START Selected text

This sentence is a pithy summary of the centrist conventional wisdom about taxes, spending, debt, and health care:
"The political impasse facing the U.S. arises from one simple reality: Americans want an increasing government contribution to health care, but don't want to pay for it."
That's James Hamilton, an economic professor at the University of California, San Diego, at his excellent Econbrowser blog. It's an utterly reasonable-sounding judgment that can lead you to the wrong conclusion. Health care isn't just a government spending problem. It's an everybody's-spending problem.
First, some basic facts about government spending on health care. Federal medical spending as a share of GDP has increased from about 1 percent of GDP in 1950 to almost 9 percent of the economy today.
Meanwhile, tax revenues have clung stubbornly to their long-run 19 percent average...
... and gross government debt (which is slightly different from publicly held debt) has retraced the path it took during WWII to 100 percent of GDP.
So, this creates the illusion that Americans are clamoring for more health-care spending from the government while steadfastly refusing to pay for it.

END Selected text
START Data extracts

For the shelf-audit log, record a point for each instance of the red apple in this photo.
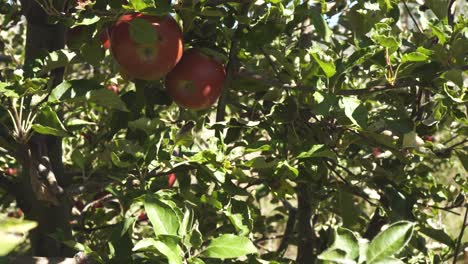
(429, 138)
(104, 37)
(197, 81)
(376, 152)
(171, 178)
(142, 217)
(147, 61)
(113, 87)
(11, 171)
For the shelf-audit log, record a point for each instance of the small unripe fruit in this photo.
(171, 178)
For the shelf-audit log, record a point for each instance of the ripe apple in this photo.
(11, 171)
(147, 61)
(429, 138)
(104, 37)
(113, 87)
(142, 217)
(376, 152)
(171, 178)
(16, 214)
(197, 81)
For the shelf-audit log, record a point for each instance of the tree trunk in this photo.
(305, 247)
(43, 37)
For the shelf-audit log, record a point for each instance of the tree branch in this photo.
(8, 184)
(412, 17)
(231, 69)
(460, 236)
(450, 15)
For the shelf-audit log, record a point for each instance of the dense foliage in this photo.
(340, 135)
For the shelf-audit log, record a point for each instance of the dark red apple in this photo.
(197, 81)
(171, 178)
(113, 87)
(147, 61)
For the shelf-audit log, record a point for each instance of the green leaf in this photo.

END Data extracts

Work request
Rewrite the passage on health-care spending from "That's James Hamilton, an" up to and including "the economy today.", putting "assessment" in place of "judgment".

Output for this exercise
That's James Hamilton, an economic professor at the University of California, San Diego, at his excellent Econbrowser blog. It's an utterly reasonable-sounding assessment that can lead you to the wrong conclusion. Health care isn't just a government spending problem. It's an everybody's-spending problem.
First, some basic facts about government spending on health care. Federal medical spending as a share of GDP has increased from about 1 percent of GDP in 1950 to almost 9 percent of the economy today.